WORK REQUIRED: In the records below, the line with "For each <instance>" opens the range and the line with "positive clicks: (192, 230) (185, 182)" closes it; print that range exactly and nothing else.

Segmentation mask data:
——————

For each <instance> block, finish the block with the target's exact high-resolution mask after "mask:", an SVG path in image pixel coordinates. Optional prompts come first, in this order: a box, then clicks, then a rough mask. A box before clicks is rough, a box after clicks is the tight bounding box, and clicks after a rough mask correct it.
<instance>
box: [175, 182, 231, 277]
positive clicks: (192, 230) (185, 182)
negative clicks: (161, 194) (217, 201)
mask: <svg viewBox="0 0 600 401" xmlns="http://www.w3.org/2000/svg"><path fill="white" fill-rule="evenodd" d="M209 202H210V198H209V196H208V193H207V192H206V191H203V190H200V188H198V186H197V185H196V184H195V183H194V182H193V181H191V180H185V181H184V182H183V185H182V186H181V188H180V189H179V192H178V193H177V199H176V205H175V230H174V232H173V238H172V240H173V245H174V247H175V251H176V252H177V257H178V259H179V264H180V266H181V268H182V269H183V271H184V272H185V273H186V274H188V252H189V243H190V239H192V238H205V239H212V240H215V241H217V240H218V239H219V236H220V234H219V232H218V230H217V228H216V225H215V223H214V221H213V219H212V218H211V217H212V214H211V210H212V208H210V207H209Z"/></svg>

——————

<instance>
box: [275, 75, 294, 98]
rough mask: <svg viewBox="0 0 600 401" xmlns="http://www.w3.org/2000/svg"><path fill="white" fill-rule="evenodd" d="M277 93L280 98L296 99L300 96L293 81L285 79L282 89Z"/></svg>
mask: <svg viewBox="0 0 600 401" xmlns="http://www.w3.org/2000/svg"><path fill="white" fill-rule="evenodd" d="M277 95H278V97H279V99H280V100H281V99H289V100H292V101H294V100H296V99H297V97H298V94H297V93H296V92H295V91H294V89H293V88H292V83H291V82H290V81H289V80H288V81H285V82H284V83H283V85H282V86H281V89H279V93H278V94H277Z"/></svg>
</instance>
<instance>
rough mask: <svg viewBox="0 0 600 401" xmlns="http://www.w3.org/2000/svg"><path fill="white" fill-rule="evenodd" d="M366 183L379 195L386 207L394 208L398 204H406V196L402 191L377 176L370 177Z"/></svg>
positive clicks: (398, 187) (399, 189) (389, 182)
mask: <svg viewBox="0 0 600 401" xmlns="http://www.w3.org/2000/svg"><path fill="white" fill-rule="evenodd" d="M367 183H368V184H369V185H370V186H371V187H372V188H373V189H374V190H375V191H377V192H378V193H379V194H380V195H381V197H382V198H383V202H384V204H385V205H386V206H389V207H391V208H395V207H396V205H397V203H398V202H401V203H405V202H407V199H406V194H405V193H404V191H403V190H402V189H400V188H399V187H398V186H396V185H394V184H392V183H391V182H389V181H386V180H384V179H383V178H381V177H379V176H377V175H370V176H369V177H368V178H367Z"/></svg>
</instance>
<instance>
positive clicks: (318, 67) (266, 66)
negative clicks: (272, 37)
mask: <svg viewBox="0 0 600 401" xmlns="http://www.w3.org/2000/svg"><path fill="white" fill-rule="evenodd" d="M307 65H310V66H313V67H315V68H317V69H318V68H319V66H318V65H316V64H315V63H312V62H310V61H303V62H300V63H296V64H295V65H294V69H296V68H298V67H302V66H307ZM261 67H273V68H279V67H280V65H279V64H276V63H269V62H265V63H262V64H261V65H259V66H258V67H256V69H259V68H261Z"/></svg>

——————

WRITTEN RESPONSE:
For each <instance> block, finish the block with the target's exact high-resolution mask after "mask:", an SVG path in image pixel coordinates. Optional prompts come first, in this order: a box, then clicks, then a rough mask. A box before clicks is rough, a box after clicks is the tight bounding box, and clicks after a rough mask correct it.
<instance>
box: [175, 182, 231, 277]
positive clicks: (192, 230) (185, 182)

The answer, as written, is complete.